_任务指令 1_
在下方的记录中，收集每一行含有字符串“text”的内容，并注意区分大小写。

_选段_
--

开发技术 - 数据增量同步

差分编码
- diff 和 patch
- Rsync
- RDC
- 流式增量
应用案例
- APK 包增量更新
- zsync
- crsync
- Courgette
- Redis
- Evernote
- Dropbox
- 犀牛云盘
- ownCloud
- seafile

本文尝试对通过网络进行数据增量同步（Incremental Data Synchronization）的相关算法和应用进行归纳。

基于 LAN 或 WAN 的网络应用之间进行数据传输和数据同步的应用非常普遍。很多场景下，需要同步的数据只有部分差异，此时使用合适的技术识别和传输差异部分，无异可以降低应用对带宽的消耗，同时也能加快同步速度。

本文先对常见跨网络的数据差异识别和同步的基础技术进行归纳，然后再对一些网络应用中涉及到数据同步的功能的实现原理进行描述。了解这些技术和业界的具体应用，以期在日后的类似需求场景里可以选择合适的技术。

差分编码

Data differencing or differential compression is producing a technical description of the difference between two sets of data - a source and a target. Formally, a data differencing algorithm takes as input source data and target data, and produces difference data such that given the source data and the difference data, one can reconstruct the target data.

--

_所示数据_
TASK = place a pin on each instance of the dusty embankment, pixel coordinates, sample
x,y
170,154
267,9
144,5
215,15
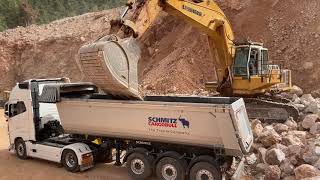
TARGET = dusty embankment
x,y
175,55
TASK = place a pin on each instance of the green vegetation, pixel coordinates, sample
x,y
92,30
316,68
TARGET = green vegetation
x,y
25,12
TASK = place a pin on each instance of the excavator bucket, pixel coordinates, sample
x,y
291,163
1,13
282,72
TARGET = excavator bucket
x,y
111,64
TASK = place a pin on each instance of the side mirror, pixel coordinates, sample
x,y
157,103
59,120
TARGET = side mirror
x,y
23,85
6,111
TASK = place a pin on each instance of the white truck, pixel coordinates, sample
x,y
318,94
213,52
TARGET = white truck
x,y
173,137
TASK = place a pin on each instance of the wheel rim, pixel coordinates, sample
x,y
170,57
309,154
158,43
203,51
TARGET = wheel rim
x,y
137,166
204,174
20,149
169,172
71,160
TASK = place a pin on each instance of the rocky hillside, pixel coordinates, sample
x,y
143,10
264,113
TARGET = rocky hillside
x,y
175,55
49,50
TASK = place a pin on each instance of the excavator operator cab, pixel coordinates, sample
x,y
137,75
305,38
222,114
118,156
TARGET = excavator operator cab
x,y
250,60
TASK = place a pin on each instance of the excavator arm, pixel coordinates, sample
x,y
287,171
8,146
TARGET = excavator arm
x,y
206,15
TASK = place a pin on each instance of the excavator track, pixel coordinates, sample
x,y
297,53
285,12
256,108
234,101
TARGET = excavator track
x,y
270,109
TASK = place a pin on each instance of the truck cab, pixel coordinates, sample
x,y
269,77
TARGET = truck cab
x,y
34,130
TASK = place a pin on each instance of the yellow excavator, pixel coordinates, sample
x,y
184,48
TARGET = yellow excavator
x,y
242,68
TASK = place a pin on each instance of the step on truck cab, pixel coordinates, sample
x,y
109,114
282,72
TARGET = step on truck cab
x,y
172,137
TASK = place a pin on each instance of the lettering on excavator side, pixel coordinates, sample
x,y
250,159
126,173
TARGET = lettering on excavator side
x,y
190,9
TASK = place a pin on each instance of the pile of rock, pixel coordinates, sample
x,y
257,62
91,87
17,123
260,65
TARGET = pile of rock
x,y
291,150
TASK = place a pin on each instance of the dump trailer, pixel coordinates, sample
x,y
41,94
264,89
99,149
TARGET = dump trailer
x,y
172,137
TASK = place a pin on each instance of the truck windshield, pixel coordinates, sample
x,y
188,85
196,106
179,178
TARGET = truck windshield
x,y
265,59
241,61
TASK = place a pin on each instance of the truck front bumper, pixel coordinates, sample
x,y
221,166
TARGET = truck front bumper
x,y
239,171
11,148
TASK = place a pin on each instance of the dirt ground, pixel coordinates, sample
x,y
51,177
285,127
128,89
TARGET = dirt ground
x,y
12,168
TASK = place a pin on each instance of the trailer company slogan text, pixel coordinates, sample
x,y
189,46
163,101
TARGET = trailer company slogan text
x,y
168,122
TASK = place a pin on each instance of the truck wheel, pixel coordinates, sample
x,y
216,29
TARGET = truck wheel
x,y
21,150
204,171
70,161
105,156
170,169
139,166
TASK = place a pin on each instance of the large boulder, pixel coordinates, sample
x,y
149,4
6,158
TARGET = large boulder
x,y
309,121
312,108
296,90
261,167
300,107
287,168
299,134
275,156
317,164
269,137
272,173
310,153
280,128
262,154
293,150
257,127
316,93
306,171
291,140
292,125
251,159
306,99
315,129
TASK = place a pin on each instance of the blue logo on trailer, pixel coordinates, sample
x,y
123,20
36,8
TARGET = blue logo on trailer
x,y
185,122
168,122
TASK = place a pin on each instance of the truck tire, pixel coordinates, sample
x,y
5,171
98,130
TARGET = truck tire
x,y
21,150
169,168
105,156
204,170
139,166
70,161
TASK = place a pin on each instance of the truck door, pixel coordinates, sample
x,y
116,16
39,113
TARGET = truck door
x,y
16,116
242,125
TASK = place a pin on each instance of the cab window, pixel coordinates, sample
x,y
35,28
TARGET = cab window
x,y
16,109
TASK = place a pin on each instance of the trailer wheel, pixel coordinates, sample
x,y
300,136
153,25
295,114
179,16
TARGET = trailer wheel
x,y
169,168
21,150
139,166
70,161
204,171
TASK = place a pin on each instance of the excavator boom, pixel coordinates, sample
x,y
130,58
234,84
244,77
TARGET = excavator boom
x,y
242,69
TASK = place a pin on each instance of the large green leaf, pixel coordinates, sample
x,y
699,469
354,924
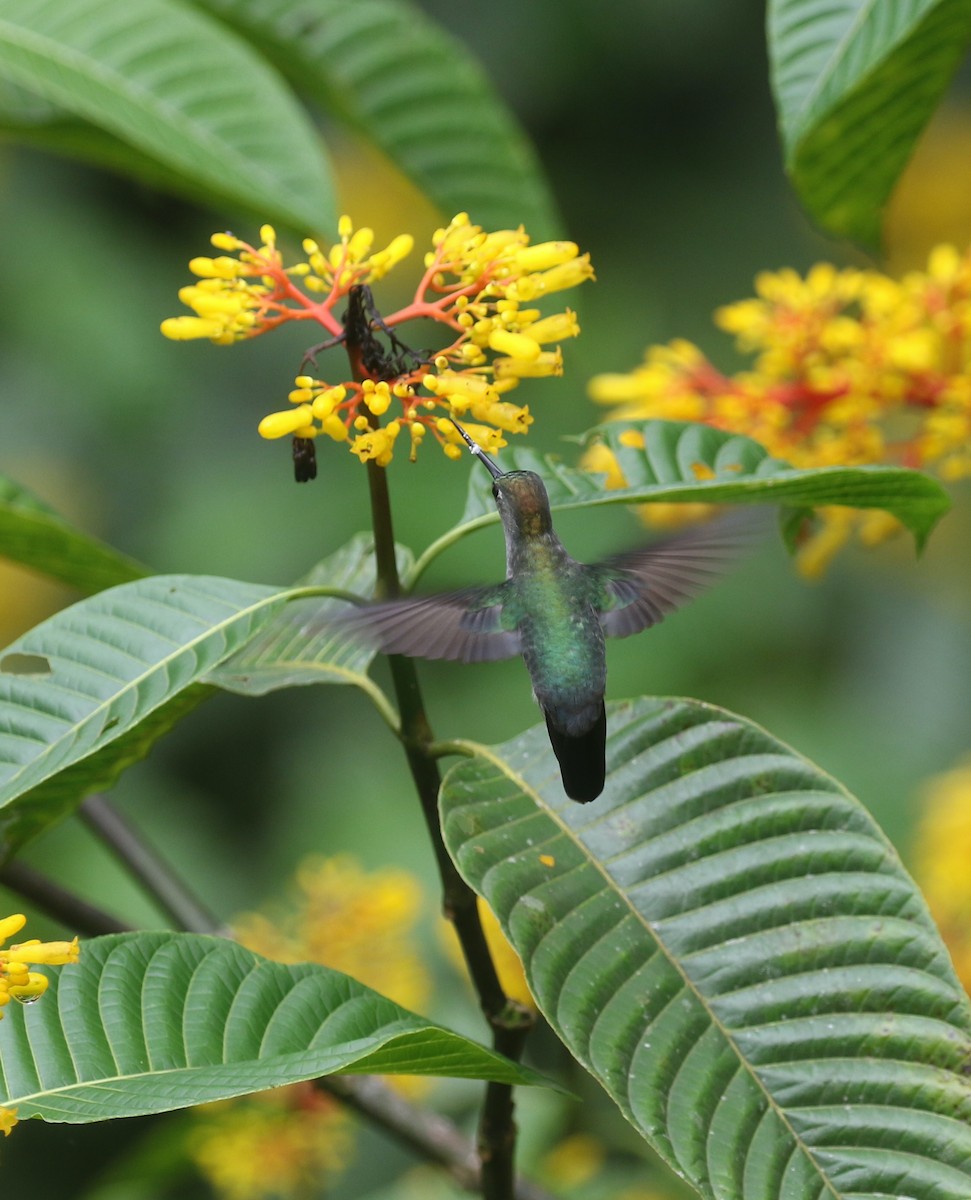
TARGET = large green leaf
x,y
730,945
87,693
855,83
180,89
34,534
148,1023
412,90
297,646
687,462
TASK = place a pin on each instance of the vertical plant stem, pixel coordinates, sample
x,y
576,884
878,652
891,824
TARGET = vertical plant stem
x,y
509,1021
159,879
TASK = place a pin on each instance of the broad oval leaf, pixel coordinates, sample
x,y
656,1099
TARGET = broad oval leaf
x,y
297,646
687,462
180,88
414,91
149,1023
855,83
33,534
123,666
731,946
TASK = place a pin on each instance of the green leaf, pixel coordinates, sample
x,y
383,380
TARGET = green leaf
x,y
295,646
123,667
180,89
685,462
855,83
35,535
731,946
149,1023
413,91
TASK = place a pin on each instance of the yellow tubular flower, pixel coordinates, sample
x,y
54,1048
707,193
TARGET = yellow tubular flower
x,y
472,289
843,361
17,981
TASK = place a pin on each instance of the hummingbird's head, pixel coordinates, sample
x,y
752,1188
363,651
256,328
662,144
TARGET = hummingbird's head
x,y
520,495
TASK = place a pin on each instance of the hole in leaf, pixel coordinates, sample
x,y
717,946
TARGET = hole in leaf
x,y
24,664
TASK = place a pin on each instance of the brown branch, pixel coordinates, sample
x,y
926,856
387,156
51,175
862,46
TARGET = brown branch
x,y
433,1138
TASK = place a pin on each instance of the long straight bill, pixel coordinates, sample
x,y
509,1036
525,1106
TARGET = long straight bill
x,y
478,451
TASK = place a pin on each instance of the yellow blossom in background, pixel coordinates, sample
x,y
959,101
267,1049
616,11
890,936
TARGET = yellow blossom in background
x,y
942,862
358,922
847,367
286,1143
480,288
271,1145
17,981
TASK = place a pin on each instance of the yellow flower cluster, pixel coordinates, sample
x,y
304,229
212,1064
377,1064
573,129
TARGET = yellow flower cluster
x,y
279,1144
849,367
354,921
941,856
18,982
285,1143
480,287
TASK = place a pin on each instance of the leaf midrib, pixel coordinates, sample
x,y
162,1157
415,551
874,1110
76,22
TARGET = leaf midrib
x,y
103,707
672,960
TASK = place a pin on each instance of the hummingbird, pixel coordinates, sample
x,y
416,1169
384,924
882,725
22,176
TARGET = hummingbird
x,y
555,612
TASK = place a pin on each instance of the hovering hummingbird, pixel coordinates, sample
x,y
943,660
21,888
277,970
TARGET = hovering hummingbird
x,y
555,612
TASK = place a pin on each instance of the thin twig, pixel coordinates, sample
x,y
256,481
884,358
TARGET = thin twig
x,y
159,879
433,1137
70,910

--

_任务指令 2_
请从上方关于数据增量同步的选段最后一句之后开始，接着往下续写。

_任务输出 1_
TASK = place a pin on each instance of the trailer company slogan text, pixel coordinates, sample
TARGET = trailer company slogan text

_任务输出 2_
One of the best-know example of data differencing is the diff utility, which produces line-by-line differences of text files. Differencing of general binary files goes under the rubric of delta encoding, with a widely used example being the algorithm used in rsync. A standardized generic differencing format is VCDIFF, implemented in such utilities as Xdelta version 3. A high-efficiency (small patch files) differencing program is bsdiff, which is based on bzip2 compression, demonstrating the close connection between differencing and compression.

Delta encoding:

Delta encoding is a way of storing or transmitting data in the form of differences (deltas) between sequential data rather than complete files; more generally this is known as data differencing. Delta encoding is sometimes called delta compression, particularly where archival histories of changes are required (e.g., in revision control software).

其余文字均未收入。